[WHAT THIS TASK INVOLVES]
Please gather every line of the material below that contains the word "wall", copying each one in full.

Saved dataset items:
· · · · ·
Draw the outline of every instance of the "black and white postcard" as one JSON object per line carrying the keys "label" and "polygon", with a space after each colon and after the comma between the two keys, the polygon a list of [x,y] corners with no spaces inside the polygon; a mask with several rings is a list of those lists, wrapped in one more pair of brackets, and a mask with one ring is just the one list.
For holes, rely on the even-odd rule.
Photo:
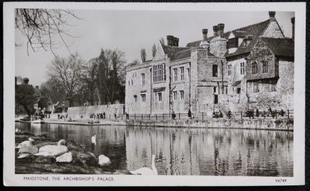
{"label": "black and white postcard", "polygon": [[305,3],[4,4],[7,186],[304,185]]}

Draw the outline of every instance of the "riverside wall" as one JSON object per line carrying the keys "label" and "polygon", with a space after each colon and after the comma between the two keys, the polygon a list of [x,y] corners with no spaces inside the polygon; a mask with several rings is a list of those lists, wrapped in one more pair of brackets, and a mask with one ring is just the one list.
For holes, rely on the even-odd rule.
{"label": "riverside wall", "polygon": [[182,128],[227,128],[265,130],[294,130],[293,119],[209,119],[197,120],[86,120],[81,119],[74,122],[49,120],[46,123],[71,124],[84,125],[127,125],[159,127]]}

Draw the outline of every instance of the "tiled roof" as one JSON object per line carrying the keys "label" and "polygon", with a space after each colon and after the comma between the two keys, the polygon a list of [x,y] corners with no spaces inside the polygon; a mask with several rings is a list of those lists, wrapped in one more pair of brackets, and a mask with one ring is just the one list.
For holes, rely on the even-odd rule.
{"label": "tiled roof", "polygon": [[[260,22],[256,24],[248,25],[246,27],[240,28],[235,29],[231,31],[228,31],[224,33],[224,37],[226,39],[228,39],[230,35],[230,33],[233,33],[235,36],[239,36],[239,37],[245,37],[247,35],[253,35],[253,36],[259,36],[265,30],[265,29],[267,28],[270,23],[270,20],[266,20],[263,22]],[[208,37],[208,41],[210,41],[214,37],[214,36]],[[186,47],[188,48],[193,48],[193,47],[199,47],[200,45],[201,40],[195,41],[192,42],[188,43],[186,45]],[[234,53],[236,53],[234,52]],[[242,51],[238,52],[239,54],[246,53]],[[234,55],[236,54],[234,53]]]}
{"label": "tiled roof", "polygon": [[188,50],[188,48],[186,47],[174,47],[174,46],[167,46],[167,45],[162,45],[163,52],[166,54],[168,54],[168,57],[171,57],[172,54],[176,54],[178,52]]}
{"label": "tiled roof", "polygon": [[292,38],[261,37],[261,40],[275,55],[294,57],[294,43]]}
{"label": "tiled roof", "polygon": [[259,36],[254,36],[253,37],[253,40],[250,41],[247,46],[246,46],[245,45],[246,42],[242,42],[242,43],[240,45],[240,46],[238,47],[235,52],[228,54],[228,52],[226,52],[225,57],[229,57],[241,54],[250,53],[251,50],[254,47],[255,44],[256,44],[256,42],[258,40],[258,39]]}

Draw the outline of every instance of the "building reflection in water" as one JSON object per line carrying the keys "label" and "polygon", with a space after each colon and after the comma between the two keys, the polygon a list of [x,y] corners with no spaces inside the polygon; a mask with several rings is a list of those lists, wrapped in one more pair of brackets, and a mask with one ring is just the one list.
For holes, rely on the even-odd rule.
{"label": "building reflection in water", "polygon": [[[16,128],[84,144],[114,170],[151,168],[160,175],[293,175],[293,132],[124,126],[33,125]],[[96,144],[91,136],[96,134]]]}

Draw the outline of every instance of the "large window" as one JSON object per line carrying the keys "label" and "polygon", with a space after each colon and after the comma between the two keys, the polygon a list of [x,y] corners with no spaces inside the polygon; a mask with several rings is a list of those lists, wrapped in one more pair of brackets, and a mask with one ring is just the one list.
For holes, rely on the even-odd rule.
{"label": "large window", "polygon": [[145,85],[145,74],[142,74],[142,86]]}
{"label": "large window", "polygon": [[217,77],[217,65],[212,65],[212,76]]}
{"label": "large window", "polygon": [[269,81],[269,91],[277,91],[277,81],[270,80]]}
{"label": "large window", "polygon": [[180,91],[180,99],[181,100],[184,99],[184,91]]}
{"label": "large window", "polygon": [[257,62],[252,62],[252,74],[257,74]]}
{"label": "large window", "polygon": [[268,62],[262,62],[263,64],[263,73],[268,72]]}
{"label": "large window", "polygon": [[178,100],[178,92],[173,91],[173,100]]}
{"label": "large window", "polygon": [[178,81],[178,69],[173,69],[173,79],[175,81]]}
{"label": "large window", "polygon": [[231,75],[231,64],[228,64],[228,75]]}
{"label": "large window", "polygon": [[244,62],[240,63],[240,74],[244,74]]}
{"label": "large window", "polygon": [[259,83],[257,81],[255,81],[253,83],[253,92],[258,93],[260,91],[259,88]]}
{"label": "large window", "polygon": [[161,101],[162,100],[161,92],[159,92],[158,94],[159,94],[159,101]]}
{"label": "large window", "polygon": [[147,101],[147,96],[145,96],[145,94],[141,94],[141,100],[142,100],[142,102]]}
{"label": "large window", "polygon": [[153,66],[153,81],[166,81],[166,64],[162,64]]}
{"label": "large window", "polygon": [[184,67],[180,67],[180,70],[181,73],[181,80],[184,80]]}

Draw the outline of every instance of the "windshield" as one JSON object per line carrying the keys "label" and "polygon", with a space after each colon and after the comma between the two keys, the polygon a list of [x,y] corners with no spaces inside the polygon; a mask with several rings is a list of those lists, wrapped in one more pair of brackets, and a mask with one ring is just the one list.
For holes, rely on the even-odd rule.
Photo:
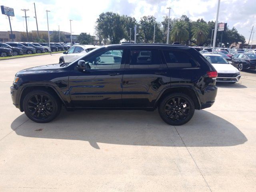
{"label": "windshield", "polygon": [[250,59],[256,59],[256,54],[254,54],[253,53],[247,53],[246,55],[250,57]]}
{"label": "windshield", "polygon": [[222,56],[207,55],[204,56],[211,63],[218,64],[229,64],[228,62]]}

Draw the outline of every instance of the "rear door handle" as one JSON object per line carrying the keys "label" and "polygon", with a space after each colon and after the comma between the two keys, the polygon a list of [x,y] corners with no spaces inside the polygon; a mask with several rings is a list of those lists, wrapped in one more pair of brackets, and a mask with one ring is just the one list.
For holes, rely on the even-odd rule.
{"label": "rear door handle", "polygon": [[160,74],[166,74],[166,72],[160,72],[159,71],[155,72],[155,74],[156,74],[157,75],[160,75]]}
{"label": "rear door handle", "polygon": [[110,76],[115,76],[116,75],[119,75],[120,74],[119,73],[109,73],[108,74],[108,75]]}

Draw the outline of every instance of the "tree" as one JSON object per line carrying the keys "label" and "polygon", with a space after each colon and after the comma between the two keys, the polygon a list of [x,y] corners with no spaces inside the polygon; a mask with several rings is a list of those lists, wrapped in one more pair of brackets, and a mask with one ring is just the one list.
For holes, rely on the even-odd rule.
{"label": "tree", "polygon": [[[64,40],[65,39],[65,36],[62,32],[60,33],[60,42],[64,41]],[[51,42],[55,42],[56,43],[59,42],[60,40],[59,38],[58,31],[54,30],[52,32],[52,33],[50,35],[50,38]]]}
{"label": "tree", "polygon": [[184,21],[180,20],[176,21],[170,33],[171,40],[173,42],[180,43],[188,40],[189,37],[188,26]]}
{"label": "tree", "polygon": [[207,40],[209,26],[206,22],[198,21],[192,27],[192,38],[196,40],[196,44],[202,46]]}
{"label": "tree", "polygon": [[81,33],[77,37],[77,41],[82,44],[93,44],[93,38],[90,34]]}

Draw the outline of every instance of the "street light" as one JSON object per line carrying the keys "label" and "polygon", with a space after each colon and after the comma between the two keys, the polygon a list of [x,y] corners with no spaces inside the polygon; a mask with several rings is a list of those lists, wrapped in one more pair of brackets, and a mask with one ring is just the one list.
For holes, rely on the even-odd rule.
{"label": "street light", "polygon": [[219,18],[219,11],[220,11],[220,0],[218,0],[218,8],[217,9],[217,15],[216,16],[216,21],[215,21],[215,28],[214,29],[214,36],[213,37],[213,44],[212,44],[212,53],[215,49],[215,43],[216,42],[216,35],[217,35],[217,27],[218,26],[218,19]]}
{"label": "street light", "polygon": [[71,21],[72,20],[70,19],[69,20],[70,22],[70,38],[71,39],[71,46],[72,46],[72,30],[71,30]]}
{"label": "street light", "polygon": [[48,10],[46,11],[46,15],[47,16],[47,27],[48,28],[48,40],[49,40],[49,48],[50,48],[50,52],[51,51],[51,47],[50,45],[50,33],[49,32],[49,23],[48,22],[48,12],[50,12]]}
{"label": "street light", "polygon": [[130,28],[130,43],[131,43],[131,36],[132,36],[132,28]]}
{"label": "street light", "polygon": [[170,7],[168,7],[167,8],[167,9],[169,9],[169,18],[168,19],[168,27],[167,28],[167,42],[166,42],[166,44],[168,44],[169,43],[169,34],[170,31],[170,12],[171,10],[171,8]]}

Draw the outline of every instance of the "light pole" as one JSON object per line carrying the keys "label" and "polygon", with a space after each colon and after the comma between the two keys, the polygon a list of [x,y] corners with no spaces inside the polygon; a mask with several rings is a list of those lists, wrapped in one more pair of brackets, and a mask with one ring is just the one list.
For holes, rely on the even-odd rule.
{"label": "light pole", "polygon": [[71,21],[72,20],[70,19],[69,20],[70,22],[70,39],[71,39],[71,46],[72,46],[72,30],[71,30]]}
{"label": "light pole", "polygon": [[212,34],[213,33],[213,31],[214,31],[214,30],[213,29],[212,30],[212,37],[211,38],[211,46],[212,46]]}
{"label": "light pole", "polygon": [[59,43],[60,42],[60,26],[58,25],[59,27]]}
{"label": "light pole", "polygon": [[49,40],[49,47],[50,48],[50,51],[51,50],[51,47],[50,45],[50,33],[49,32],[49,23],[48,22],[48,12],[50,12],[48,10],[46,11],[46,16],[47,16],[47,27],[48,28],[48,40]]}
{"label": "light pole", "polygon": [[130,43],[131,43],[131,36],[132,36],[132,28],[130,28]]}
{"label": "light pole", "polygon": [[167,28],[167,41],[166,42],[166,44],[169,44],[169,34],[170,29],[169,28],[170,27],[170,12],[171,10],[171,8],[170,7],[168,7],[167,8],[167,9],[169,9],[169,17],[168,18],[168,27]]}
{"label": "light pole", "polygon": [[219,11],[220,11],[220,0],[218,0],[218,8],[217,9],[217,15],[216,16],[216,21],[215,21],[215,28],[214,29],[214,36],[213,37],[213,44],[212,44],[212,52],[213,54],[215,49],[215,43],[216,42],[216,35],[217,34],[217,27],[218,26],[218,20],[219,18]]}
{"label": "light pole", "polygon": [[154,40],[153,43],[155,43],[155,32],[156,31],[156,20],[155,20],[155,23],[154,24]]}

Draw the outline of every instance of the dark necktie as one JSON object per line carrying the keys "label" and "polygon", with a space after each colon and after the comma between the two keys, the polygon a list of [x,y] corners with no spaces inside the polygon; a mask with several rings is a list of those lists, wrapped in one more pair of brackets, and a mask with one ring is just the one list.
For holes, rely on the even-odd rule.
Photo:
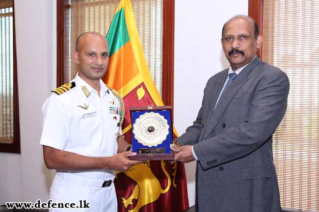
· · · · ·
[CORRECT ANSWER]
Draw the outline of every instance of the "riverside wall" as one JSON object per line carrying the keys "label" and "polygon", with a space after each colon and after the comma between the two keys, the polygon a list of [x,y] corners with no spaces inside the polygon; a mask with several rings is a list of those lists, wrapped in one more pair of brackets, and a mask with one ring is just the one list.
{"label": "riverside wall", "polygon": [[182,128],[227,128],[265,130],[294,130],[293,119],[209,119],[197,120],[86,120],[81,119],[74,122],[49,120],[46,123],[71,124],[84,125],[127,125],[159,127]]}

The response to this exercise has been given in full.